• [Your instructions]
This exercise asks for a copy of each line in the records below with the word "clicks" in it.

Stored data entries

++++

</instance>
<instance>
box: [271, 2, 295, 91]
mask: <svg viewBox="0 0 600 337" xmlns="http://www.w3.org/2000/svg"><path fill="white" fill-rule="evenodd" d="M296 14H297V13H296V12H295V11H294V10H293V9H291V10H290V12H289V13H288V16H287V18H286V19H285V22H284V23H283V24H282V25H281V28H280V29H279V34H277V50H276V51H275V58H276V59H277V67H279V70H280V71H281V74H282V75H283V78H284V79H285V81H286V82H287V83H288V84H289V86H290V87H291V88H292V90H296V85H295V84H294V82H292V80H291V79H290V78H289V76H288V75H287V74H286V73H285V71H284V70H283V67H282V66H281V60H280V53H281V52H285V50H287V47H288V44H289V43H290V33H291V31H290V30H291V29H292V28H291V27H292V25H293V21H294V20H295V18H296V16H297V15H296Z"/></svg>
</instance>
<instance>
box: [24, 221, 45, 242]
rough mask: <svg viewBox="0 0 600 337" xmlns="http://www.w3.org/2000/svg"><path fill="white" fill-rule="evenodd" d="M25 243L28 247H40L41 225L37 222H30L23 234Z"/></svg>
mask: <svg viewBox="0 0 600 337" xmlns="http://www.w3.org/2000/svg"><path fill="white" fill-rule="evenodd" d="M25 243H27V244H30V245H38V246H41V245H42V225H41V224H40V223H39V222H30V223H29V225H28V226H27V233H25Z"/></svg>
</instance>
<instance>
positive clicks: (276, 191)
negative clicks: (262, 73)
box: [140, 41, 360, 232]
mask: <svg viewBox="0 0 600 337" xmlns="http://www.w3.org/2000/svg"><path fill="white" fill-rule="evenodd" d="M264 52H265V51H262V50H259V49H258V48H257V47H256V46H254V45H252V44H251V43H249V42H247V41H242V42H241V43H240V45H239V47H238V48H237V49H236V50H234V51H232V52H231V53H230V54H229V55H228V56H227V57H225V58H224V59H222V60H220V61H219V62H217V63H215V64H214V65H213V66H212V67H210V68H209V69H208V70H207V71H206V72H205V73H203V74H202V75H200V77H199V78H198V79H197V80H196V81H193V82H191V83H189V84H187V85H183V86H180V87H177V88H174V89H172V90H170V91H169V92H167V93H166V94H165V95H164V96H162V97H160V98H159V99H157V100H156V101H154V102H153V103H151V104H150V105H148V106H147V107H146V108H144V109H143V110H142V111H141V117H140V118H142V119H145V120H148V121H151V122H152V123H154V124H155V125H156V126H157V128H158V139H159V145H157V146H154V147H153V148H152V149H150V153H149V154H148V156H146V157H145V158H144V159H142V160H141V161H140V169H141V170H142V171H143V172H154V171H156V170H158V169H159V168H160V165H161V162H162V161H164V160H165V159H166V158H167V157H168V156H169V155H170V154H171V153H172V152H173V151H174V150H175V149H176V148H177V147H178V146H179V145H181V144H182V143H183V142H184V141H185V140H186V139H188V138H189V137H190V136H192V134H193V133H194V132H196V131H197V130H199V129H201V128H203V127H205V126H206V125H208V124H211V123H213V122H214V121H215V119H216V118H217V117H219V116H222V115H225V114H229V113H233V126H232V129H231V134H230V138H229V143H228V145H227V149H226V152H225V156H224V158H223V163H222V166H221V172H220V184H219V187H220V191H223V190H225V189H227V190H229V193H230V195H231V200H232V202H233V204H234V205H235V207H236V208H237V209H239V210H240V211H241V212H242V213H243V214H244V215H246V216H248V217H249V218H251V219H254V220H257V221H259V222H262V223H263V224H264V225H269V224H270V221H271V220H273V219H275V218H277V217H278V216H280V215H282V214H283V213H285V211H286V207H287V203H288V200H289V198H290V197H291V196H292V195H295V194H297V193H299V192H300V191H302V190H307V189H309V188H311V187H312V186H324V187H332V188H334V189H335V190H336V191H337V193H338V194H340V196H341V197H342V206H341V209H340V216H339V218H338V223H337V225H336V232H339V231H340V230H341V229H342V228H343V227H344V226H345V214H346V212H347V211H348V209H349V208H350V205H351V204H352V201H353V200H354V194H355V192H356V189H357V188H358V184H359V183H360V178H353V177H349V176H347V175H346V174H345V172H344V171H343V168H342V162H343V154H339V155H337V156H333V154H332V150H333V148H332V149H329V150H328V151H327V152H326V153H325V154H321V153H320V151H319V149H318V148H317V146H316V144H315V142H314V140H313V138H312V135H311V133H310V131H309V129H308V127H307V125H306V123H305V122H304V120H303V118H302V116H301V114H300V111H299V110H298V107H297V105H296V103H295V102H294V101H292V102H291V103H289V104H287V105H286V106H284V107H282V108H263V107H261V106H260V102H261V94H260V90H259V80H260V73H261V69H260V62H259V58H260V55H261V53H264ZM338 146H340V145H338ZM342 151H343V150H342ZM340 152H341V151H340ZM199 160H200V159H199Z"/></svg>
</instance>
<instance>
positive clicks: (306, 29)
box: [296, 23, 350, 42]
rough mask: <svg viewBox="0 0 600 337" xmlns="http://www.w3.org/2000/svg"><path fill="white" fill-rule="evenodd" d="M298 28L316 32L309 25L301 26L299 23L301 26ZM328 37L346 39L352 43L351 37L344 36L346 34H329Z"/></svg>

++++

• [Result for this exercise]
positive clicks: (276, 191)
negative clicks: (262, 73)
positive clicks: (306, 29)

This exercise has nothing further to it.